___ DATASET EXTRACT ___

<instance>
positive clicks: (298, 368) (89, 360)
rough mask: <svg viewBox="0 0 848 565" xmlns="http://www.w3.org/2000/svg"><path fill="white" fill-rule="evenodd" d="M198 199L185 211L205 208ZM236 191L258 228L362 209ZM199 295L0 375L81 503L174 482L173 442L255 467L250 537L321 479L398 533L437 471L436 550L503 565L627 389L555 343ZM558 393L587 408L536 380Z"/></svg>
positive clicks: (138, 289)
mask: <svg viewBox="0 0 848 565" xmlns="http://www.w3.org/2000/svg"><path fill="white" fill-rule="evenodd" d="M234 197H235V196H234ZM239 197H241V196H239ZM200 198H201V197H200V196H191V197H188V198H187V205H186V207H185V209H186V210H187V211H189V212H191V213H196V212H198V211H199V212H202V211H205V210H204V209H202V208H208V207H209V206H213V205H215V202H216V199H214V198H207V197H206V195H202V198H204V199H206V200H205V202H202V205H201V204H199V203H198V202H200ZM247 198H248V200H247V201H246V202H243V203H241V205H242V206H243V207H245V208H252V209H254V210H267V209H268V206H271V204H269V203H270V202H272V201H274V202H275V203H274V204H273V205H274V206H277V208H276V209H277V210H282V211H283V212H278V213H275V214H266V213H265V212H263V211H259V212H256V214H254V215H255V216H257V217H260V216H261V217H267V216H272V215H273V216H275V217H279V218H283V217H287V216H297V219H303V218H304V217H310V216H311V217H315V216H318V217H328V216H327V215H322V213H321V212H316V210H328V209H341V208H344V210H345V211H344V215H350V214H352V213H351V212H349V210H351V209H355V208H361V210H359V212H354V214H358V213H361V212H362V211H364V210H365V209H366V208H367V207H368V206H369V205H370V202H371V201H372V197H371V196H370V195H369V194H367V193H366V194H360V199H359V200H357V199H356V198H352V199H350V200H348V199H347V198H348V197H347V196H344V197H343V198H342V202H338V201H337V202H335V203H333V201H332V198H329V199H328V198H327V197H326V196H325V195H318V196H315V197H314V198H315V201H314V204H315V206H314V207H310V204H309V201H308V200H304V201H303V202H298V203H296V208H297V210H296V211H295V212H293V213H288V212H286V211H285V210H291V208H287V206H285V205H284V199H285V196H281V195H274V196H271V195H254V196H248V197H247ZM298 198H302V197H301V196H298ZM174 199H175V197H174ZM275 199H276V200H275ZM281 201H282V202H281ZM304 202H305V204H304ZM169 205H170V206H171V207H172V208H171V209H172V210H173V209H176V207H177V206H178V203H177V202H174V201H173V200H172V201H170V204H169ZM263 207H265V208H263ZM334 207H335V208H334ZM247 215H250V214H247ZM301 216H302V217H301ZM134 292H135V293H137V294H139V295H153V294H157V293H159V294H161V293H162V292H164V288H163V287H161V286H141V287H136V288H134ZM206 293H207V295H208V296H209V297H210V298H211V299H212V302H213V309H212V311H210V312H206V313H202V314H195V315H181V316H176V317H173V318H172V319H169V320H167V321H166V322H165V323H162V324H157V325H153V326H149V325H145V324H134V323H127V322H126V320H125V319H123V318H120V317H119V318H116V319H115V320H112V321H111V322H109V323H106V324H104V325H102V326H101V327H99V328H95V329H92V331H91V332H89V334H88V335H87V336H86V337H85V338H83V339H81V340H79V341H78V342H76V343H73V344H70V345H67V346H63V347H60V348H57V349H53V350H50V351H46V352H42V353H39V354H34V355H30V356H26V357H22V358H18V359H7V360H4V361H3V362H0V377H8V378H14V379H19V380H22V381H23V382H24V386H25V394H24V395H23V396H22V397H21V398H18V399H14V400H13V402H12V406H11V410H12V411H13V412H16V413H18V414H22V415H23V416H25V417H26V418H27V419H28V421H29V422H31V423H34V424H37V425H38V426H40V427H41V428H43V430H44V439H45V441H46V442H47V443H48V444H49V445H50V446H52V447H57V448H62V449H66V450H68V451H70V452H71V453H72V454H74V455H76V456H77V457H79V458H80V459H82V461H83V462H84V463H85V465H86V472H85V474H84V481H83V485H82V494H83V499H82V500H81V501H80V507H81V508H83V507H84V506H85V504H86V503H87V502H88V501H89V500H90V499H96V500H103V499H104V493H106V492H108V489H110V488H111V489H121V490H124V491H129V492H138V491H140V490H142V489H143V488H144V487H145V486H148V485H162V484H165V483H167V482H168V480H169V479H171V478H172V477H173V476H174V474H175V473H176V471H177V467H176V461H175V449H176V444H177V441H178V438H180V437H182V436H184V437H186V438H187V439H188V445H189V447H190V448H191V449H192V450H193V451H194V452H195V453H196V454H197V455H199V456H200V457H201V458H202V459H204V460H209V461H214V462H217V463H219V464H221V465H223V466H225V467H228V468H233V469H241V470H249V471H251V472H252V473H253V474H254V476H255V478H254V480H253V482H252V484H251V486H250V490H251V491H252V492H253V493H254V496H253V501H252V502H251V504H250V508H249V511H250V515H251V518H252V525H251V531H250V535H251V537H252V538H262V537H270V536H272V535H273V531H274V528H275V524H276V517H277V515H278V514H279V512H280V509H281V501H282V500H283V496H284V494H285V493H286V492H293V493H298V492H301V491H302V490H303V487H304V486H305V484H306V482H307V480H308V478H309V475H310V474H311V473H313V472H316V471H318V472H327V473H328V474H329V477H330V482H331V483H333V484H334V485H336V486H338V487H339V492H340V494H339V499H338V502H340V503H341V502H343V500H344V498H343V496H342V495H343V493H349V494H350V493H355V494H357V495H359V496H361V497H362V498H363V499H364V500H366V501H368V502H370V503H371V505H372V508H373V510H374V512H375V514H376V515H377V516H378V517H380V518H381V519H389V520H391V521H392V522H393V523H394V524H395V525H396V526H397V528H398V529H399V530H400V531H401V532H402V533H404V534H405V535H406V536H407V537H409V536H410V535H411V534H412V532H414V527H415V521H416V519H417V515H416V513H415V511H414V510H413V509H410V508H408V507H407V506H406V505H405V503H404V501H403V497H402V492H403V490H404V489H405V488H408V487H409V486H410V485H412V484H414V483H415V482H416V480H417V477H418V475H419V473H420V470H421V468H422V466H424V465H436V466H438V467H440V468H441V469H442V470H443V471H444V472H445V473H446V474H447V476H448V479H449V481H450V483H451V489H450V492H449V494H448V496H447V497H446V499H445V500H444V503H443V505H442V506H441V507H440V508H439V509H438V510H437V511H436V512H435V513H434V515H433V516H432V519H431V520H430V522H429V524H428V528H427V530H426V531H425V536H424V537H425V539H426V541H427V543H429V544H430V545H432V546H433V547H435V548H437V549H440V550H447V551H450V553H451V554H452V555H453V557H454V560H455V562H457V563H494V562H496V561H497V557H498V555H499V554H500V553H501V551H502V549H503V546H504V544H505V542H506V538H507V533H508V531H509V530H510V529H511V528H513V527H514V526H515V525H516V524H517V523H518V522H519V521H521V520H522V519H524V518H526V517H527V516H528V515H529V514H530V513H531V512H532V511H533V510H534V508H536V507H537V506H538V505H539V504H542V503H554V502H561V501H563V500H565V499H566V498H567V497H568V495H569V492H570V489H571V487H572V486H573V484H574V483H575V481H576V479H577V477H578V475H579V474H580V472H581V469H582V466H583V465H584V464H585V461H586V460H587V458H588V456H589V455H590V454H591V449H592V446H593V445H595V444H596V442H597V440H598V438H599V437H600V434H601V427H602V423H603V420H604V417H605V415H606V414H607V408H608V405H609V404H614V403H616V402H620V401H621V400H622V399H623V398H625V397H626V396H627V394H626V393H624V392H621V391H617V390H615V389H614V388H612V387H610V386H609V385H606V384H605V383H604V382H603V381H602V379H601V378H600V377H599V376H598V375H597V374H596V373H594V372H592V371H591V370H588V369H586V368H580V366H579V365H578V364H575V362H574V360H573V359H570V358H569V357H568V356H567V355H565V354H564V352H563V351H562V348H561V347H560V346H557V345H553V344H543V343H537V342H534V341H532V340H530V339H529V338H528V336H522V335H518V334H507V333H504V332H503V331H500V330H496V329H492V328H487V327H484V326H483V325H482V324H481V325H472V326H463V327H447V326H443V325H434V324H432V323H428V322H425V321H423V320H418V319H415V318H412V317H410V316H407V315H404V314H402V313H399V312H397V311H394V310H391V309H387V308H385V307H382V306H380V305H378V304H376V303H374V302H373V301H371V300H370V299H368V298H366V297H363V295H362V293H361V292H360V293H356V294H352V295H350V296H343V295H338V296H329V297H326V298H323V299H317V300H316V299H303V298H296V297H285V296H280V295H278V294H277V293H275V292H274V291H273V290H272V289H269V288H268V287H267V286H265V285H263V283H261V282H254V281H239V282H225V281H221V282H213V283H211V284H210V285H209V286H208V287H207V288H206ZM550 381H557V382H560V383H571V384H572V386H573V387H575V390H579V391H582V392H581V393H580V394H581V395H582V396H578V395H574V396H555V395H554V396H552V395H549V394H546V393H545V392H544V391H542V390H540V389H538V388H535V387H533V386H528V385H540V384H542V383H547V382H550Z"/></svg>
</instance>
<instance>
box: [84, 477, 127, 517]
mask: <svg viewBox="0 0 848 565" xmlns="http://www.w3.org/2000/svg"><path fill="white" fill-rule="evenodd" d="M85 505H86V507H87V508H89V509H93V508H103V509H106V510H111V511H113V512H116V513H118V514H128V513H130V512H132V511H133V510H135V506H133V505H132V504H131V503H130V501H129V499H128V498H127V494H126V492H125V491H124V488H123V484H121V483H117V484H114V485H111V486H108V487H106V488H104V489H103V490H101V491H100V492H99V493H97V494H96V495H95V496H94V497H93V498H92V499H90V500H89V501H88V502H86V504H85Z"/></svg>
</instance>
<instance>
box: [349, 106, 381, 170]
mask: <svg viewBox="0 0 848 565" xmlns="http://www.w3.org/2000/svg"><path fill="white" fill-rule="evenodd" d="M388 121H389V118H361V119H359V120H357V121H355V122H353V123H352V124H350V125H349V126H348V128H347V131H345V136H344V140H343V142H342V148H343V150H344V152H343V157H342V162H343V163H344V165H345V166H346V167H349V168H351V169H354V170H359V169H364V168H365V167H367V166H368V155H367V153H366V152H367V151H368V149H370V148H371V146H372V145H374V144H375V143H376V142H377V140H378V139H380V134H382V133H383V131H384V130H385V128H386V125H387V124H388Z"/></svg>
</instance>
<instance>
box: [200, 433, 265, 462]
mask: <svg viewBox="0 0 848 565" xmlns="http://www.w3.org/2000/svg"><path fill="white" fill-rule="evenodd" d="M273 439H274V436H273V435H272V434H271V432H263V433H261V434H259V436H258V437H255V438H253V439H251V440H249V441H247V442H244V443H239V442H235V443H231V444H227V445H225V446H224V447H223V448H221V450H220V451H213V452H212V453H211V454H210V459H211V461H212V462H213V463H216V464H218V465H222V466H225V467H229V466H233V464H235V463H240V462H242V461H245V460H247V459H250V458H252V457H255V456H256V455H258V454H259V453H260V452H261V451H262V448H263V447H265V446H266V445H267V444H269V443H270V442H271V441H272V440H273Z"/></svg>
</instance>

___

TASK = Reproduce the lines of the material above verbatim, from its very beginning through the line containing "positive clicks: (138, 289)", including that line.

ANSWER TO THE PROBLEM =
<instance>
positive clicks: (298, 368) (89, 360)
rough mask: <svg viewBox="0 0 848 565" xmlns="http://www.w3.org/2000/svg"><path fill="white" fill-rule="evenodd" d="M198 199L185 211L205 208ZM236 191L258 228L362 209ZM199 295L0 375L81 503L174 482L173 442L255 467L250 537L321 479L398 533L437 471L436 550L503 565L627 389L555 343ZM558 393L587 408L536 380Z"/></svg>
positive clicks: (138, 289)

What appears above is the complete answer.